_Excerpted passage_.
---

Re: [vhdl-200x] Request for Input

From: Jonathan Bromley <jonathan.bromley@verilab.com>
Date: Mon Dec 20 2010 - 05:38:06 PST

I haven't contributed to any of this for many years, but I have a high
regard for VHDL and its protagonists, and it would be irresponsible
of me to leave this unsaid.

I don't at all like the way this discussion is going and I think you
need to be just a touch pragmatic here.

No-one in EDA land is even going to bother to yawn if you
suggest they use OO Ada or anything like it.

No-one in EDA land is, at this late stage, going to put in the
investment to build production quality OO extensions to VHDL.

VHDL has unique existing strengths that you should be shouting about
very loudly. As someone who's currently struggling with implementation
of fixed-point in various parts of a SystemVerilog verification project, I'm
pretty jealous of how easy that was in VHDL (easy in principle, though
of course I also know how much work went into making a good job
of it - no slight intended!). But VHDL is too severely hobbled by its
historical baggage to make the running in the heavy-duty verification
space. Two minutes' thought about its creaky file I/O and string
handling will tell you that. Strings and files matter to verification folk.

---

_Items_.

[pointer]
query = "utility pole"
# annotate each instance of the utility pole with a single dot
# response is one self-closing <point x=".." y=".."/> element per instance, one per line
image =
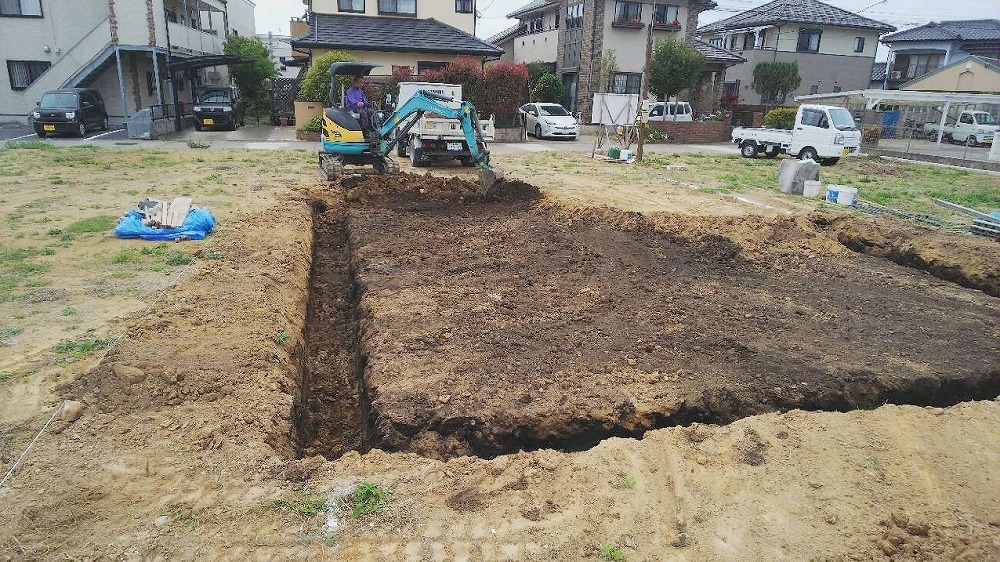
<point x="640" y="122"/>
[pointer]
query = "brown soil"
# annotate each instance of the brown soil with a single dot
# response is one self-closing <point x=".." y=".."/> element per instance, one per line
<point x="493" y="328"/>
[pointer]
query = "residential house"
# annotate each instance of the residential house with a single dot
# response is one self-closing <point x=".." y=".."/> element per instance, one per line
<point x="119" y="47"/>
<point x="835" y="48"/>
<point x="974" y="75"/>
<point x="584" y="31"/>
<point x="921" y="50"/>
<point x="419" y="34"/>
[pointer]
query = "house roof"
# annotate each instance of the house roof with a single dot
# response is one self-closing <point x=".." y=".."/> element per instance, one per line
<point x="878" y="72"/>
<point x="796" y="11"/>
<point x="390" y="34"/>
<point x="717" y="54"/>
<point x="956" y="30"/>
<point x="531" y="7"/>
<point x="506" y="34"/>
<point x="990" y="64"/>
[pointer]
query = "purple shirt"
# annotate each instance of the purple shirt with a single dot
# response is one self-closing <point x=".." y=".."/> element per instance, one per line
<point x="354" y="96"/>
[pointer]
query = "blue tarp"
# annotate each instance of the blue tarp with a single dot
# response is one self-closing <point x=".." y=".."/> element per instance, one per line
<point x="199" y="224"/>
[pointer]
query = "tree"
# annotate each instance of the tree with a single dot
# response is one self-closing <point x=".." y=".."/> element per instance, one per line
<point x="252" y="78"/>
<point x="675" y="67"/>
<point x="609" y="67"/>
<point x="548" y="89"/>
<point x="316" y="85"/>
<point x="773" y="80"/>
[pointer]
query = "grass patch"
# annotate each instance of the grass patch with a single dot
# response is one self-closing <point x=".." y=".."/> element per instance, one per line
<point x="91" y="225"/>
<point x="304" y="505"/>
<point x="367" y="499"/>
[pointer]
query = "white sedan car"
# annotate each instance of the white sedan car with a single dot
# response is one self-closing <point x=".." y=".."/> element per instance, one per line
<point x="550" y="120"/>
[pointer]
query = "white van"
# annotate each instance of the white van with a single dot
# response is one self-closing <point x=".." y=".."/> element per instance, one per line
<point x="670" y="111"/>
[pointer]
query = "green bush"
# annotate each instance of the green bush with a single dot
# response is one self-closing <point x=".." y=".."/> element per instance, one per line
<point x="781" y="118"/>
<point x="316" y="85"/>
<point x="548" y="89"/>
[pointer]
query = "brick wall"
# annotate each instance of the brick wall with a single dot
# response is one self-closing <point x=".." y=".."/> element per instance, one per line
<point x="696" y="132"/>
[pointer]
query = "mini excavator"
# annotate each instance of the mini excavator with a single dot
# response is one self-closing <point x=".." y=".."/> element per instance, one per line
<point x="344" y="142"/>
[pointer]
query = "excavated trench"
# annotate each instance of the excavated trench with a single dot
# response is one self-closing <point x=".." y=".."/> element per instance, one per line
<point x="445" y="327"/>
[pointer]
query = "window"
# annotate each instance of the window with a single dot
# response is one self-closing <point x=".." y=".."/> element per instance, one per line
<point x="574" y="15"/>
<point x="626" y="83"/>
<point x="351" y="5"/>
<point x="815" y="118"/>
<point x="398" y="7"/>
<point x="809" y="40"/>
<point x="665" y="15"/>
<point x="24" y="72"/>
<point x="424" y="66"/>
<point x="24" y="8"/>
<point x="922" y="64"/>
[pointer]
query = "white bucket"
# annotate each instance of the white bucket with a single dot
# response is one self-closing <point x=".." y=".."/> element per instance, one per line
<point x="847" y="195"/>
<point x="811" y="188"/>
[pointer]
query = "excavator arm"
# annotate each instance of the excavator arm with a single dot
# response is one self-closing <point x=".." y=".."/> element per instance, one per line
<point x="407" y="115"/>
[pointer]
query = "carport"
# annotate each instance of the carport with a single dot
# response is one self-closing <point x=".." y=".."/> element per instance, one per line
<point x="189" y="65"/>
<point x="871" y="100"/>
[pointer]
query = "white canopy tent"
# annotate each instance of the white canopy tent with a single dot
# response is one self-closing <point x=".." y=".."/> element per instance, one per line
<point x="872" y="98"/>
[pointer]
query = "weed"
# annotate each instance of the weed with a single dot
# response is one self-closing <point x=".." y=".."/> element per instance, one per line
<point x="127" y="256"/>
<point x="304" y="505"/>
<point x="612" y="553"/>
<point x="179" y="258"/>
<point x="368" y="498"/>
<point x="93" y="224"/>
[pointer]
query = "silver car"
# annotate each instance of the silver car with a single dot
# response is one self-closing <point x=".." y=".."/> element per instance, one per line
<point x="550" y="120"/>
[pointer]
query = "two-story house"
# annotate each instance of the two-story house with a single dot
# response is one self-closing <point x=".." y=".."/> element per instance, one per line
<point x="119" y="47"/>
<point x="575" y="35"/>
<point x="835" y="48"/>
<point x="420" y="34"/>
<point x="922" y="50"/>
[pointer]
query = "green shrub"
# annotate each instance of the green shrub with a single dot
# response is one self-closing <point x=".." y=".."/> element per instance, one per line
<point x="781" y="118"/>
<point x="548" y="89"/>
<point x="316" y="85"/>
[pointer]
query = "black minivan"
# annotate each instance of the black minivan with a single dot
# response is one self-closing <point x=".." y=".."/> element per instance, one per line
<point x="72" y="111"/>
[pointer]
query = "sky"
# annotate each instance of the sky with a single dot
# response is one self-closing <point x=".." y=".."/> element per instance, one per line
<point x="273" y="15"/>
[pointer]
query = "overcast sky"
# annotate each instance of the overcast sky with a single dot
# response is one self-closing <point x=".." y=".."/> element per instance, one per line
<point x="273" y="15"/>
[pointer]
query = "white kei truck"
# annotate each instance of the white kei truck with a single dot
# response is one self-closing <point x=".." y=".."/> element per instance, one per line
<point x="972" y="127"/>
<point x="433" y="138"/>
<point x="823" y="133"/>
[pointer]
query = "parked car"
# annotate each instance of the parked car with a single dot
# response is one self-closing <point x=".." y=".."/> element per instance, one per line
<point x="822" y="133"/>
<point x="550" y="120"/>
<point x="218" y="107"/>
<point x="972" y="127"/>
<point x="73" y="111"/>
<point x="679" y="111"/>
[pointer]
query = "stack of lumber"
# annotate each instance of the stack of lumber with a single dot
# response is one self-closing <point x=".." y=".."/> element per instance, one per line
<point x="158" y="214"/>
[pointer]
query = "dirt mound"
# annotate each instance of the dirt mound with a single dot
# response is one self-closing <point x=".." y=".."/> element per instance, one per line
<point x="413" y="188"/>
<point x="969" y="261"/>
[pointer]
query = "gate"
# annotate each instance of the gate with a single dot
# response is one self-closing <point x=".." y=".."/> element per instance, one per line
<point x="283" y="98"/>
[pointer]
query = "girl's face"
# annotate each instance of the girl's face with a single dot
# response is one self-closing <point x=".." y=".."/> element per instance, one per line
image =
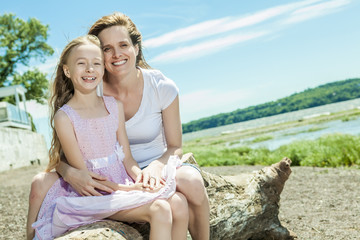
<point x="119" y="52"/>
<point x="85" y="67"/>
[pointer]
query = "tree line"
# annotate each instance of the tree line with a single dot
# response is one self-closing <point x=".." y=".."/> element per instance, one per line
<point x="324" y="94"/>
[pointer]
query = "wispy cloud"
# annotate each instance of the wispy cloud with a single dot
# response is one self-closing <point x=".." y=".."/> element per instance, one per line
<point x="285" y="14"/>
<point x="222" y="25"/>
<point x="49" y="66"/>
<point x="316" y="10"/>
<point x="205" y="48"/>
<point x="193" y="105"/>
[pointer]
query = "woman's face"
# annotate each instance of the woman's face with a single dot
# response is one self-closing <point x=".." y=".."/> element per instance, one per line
<point x="119" y="52"/>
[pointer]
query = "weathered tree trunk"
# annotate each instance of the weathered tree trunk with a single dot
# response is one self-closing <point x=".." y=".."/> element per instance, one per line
<point x="247" y="208"/>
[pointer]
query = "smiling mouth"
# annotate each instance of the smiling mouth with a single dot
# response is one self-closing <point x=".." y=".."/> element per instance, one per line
<point x="119" y="63"/>
<point x="89" y="78"/>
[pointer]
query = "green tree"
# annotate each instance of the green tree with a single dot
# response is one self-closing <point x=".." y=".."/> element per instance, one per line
<point x="21" y="41"/>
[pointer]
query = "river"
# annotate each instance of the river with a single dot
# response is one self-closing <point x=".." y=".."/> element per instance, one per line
<point x="285" y="136"/>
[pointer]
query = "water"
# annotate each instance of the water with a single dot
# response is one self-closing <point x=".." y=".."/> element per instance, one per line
<point x="305" y="133"/>
<point x="285" y="136"/>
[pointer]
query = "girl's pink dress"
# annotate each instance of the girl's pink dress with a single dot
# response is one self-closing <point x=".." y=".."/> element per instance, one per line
<point x="64" y="209"/>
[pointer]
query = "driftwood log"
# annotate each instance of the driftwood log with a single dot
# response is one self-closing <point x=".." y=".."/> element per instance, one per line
<point x="245" y="207"/>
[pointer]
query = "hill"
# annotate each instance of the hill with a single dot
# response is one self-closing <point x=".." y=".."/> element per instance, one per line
<point x="324" y="94"/>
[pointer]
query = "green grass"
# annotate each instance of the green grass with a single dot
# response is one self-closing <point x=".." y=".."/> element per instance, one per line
<point x="332" y="150"/>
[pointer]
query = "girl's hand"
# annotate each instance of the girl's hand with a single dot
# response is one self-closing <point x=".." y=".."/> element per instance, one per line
<point x="139" y="187"/>
<point x="84" y="182"/>
<point x="151" y="176"/>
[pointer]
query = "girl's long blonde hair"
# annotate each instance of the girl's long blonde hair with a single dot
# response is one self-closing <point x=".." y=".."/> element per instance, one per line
<point x="62" y="90"/>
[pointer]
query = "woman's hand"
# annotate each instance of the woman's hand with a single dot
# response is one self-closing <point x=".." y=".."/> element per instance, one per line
<point x="84" y="182"/>
<point x="151" y="176"/>
<point x="138" y="187"/>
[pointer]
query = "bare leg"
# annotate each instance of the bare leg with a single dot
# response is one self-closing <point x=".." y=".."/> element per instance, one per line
<point x="40" y="185"/>
<point x="190" y="183"/>
<point x="180" y="215"/>
<point x="157" y="213"/>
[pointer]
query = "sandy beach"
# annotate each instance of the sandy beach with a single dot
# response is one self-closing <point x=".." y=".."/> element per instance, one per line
<point x="316" y="203"/>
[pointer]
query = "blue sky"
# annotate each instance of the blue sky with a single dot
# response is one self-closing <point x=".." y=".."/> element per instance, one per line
<point x="223" y="55"/>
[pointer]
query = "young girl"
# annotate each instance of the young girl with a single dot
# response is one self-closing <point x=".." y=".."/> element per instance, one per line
<point x="90" y="132"/>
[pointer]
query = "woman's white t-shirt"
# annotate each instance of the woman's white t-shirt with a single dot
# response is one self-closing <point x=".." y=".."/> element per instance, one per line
<point x="145" y="129"/>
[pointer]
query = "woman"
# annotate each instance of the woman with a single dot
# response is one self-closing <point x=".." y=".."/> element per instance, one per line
<point x="151" y="107"/>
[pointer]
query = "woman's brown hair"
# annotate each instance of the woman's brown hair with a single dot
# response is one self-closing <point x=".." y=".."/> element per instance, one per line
<point x="120" y="19"/>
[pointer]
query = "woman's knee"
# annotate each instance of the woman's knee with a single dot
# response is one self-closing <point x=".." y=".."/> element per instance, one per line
<point x="190" y="183"/>
<point x="160" y="211"/>
<point x="179" y="207"/>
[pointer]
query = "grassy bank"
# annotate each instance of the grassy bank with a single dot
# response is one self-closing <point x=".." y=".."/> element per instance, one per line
<point x="332" y="150"/>
<point x="328" y="151"/>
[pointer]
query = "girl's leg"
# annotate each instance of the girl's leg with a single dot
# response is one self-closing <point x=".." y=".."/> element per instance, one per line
<point x="40" y="185"/>
<point x="190" y="183"/>
<point x="180" y="215"/>
<point x="157" y="213"/>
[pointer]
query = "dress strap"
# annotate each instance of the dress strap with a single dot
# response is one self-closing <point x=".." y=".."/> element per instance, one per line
<point x="112" y="106"/>
<point x="69" y="112"/>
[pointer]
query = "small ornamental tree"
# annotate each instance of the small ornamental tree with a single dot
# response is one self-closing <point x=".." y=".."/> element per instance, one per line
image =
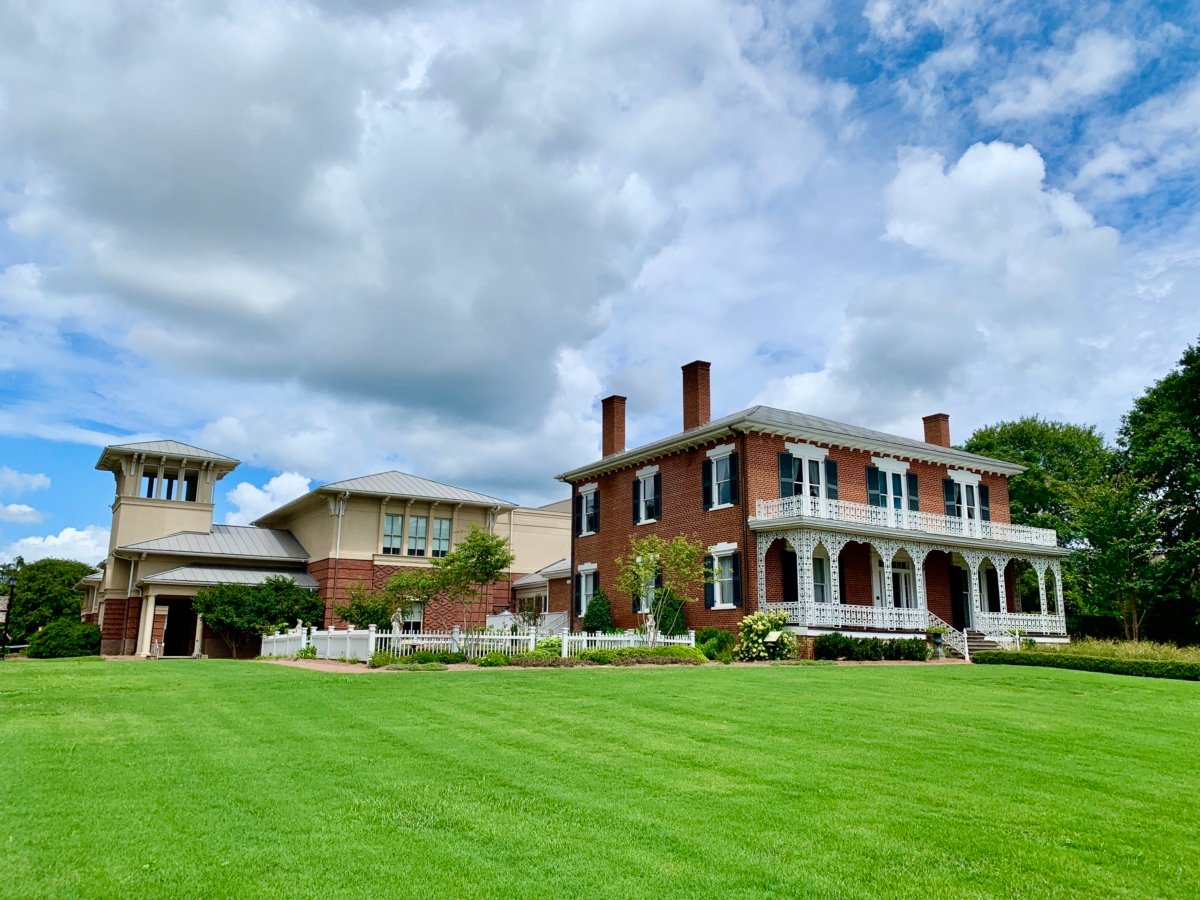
<point x="598" y="617"/>
<point x="239" y="611"/>
<point x="468" y="570"/>
<point x="665" y="575"/>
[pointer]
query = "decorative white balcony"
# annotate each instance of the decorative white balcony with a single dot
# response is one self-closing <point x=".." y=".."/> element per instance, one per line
<point x="859" y="514"/>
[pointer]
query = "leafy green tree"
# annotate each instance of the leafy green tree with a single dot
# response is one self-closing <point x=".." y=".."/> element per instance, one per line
<point x="467" y="573"/>
<point x="1161" y="442"/>
<point x="240" y="611"/>
<point x="676" y="567"/>
<point x="43" y="593"/>
<point x="598" y="617"/>
<point x="1060" y="460"/>
<point x="1119" y="561"/>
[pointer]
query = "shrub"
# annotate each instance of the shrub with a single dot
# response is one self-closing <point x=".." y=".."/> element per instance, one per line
<point x="599" y="655"/>
<point x="599" y="613"/>
<point x="551" y="645"/>
<point x="714" y="643"/>
<point x="491" y="660"/>
<point x="671" y="655"/>
<point x="1143" y="667"/>
<point x="65" y="637"/>
<point x="753" y="643"/>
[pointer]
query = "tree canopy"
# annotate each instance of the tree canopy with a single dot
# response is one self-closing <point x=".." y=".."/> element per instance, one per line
<point x="45" y="592"/>
<point x="238" y="611"/>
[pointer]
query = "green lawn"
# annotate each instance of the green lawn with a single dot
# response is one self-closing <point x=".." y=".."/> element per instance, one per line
<point x="217" y="778"/>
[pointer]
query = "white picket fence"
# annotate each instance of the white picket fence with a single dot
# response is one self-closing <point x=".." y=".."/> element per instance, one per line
<point x="360" y="643"/>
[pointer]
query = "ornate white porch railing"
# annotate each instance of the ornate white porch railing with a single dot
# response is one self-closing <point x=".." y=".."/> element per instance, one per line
<point x="1007" y="622"/>
<point x="907" y="520"/>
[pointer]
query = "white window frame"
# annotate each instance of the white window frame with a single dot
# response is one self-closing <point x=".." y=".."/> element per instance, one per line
<point x="715" y="455"/>
<point x="646" y="489"/>
<point x="723" y="587"/>
<point x="588" y="492"/>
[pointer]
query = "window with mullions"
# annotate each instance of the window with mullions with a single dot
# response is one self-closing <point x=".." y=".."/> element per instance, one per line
<point x="418" y="526"/>
<point x="394" y="534"/>
<point x="441" y="537"/>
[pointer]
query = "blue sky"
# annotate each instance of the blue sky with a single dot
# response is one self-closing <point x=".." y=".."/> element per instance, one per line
<point x="336" y="238"/>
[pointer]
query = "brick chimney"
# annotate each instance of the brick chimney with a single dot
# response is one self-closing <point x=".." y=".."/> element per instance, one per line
<point x="937" y="429"/>
<point x="612" y="425"/>
<point x="697" y="407"/>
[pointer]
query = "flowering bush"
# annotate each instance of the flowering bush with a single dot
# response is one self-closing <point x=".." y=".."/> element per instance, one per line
<point x="753" y="642"/>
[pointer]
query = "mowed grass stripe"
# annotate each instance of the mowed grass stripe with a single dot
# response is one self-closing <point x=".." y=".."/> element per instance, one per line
<point x="227" y="778"/>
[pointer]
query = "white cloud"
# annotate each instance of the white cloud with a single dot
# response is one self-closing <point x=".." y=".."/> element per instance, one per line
<point x="12" y="481"/>
<point x="252" y="502"/>
<point x="1060" y="78"/>
<point x="18" y="513"/>
<point x="88" y="545"/>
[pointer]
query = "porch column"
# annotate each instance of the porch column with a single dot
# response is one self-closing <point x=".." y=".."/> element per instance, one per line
<point x="147" y="624"/>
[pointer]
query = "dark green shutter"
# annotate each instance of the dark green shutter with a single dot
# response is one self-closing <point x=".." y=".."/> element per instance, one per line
<point x="948" y="497"/>
<point x="831" y="480"/>
<point x="786" y="475"/>
<point x="735" y="496"/>
<point x="874" y="496"/>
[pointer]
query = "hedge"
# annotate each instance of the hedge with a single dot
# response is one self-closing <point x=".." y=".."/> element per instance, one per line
<point x="1143" y="667"/>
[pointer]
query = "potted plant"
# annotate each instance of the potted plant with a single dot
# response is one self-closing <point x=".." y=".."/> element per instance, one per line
<point x="936" y="634"/>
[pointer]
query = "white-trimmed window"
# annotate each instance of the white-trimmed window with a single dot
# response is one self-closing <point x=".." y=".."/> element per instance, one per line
<point x="587" y="582"/>
<point x="441" y="537"/>
<point x="647" y="495"/>
<point x="587" y="510"/>
<point x="394" y="534"/>
<point x="418" y="526"/>
<point x="724" y="563"/>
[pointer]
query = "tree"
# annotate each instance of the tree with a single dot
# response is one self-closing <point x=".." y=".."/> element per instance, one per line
<point x="1119" y="561"/>
<point x="366" y="606"/>
<point x="238" y="611"/>
<point x="45" y="592"/>
<point x="1060" y="461"/>
<point x="665" y="573"/>
<point x="1161" y="443"/>
<point x="468" y="570"/>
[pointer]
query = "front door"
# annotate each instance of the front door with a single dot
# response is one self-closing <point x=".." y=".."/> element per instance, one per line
<point x="960" y="598"/>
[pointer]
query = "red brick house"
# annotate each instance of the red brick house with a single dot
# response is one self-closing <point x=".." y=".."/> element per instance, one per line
<point x="841" y="527"/>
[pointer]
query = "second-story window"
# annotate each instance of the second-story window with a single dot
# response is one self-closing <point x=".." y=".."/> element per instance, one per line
<point x="441" y="537"/>
<point x="394" y="534"/>
<point x="417" y="529"/>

---

Which two VHDL weaknesses does the VHDL mailing-list post name as proof that the language is held back by its historical baggage? The data here comes from a separate source and is unrelated to the VHDL mailing-list post.

_Expected answer_. Its creaky file I/O and string handling.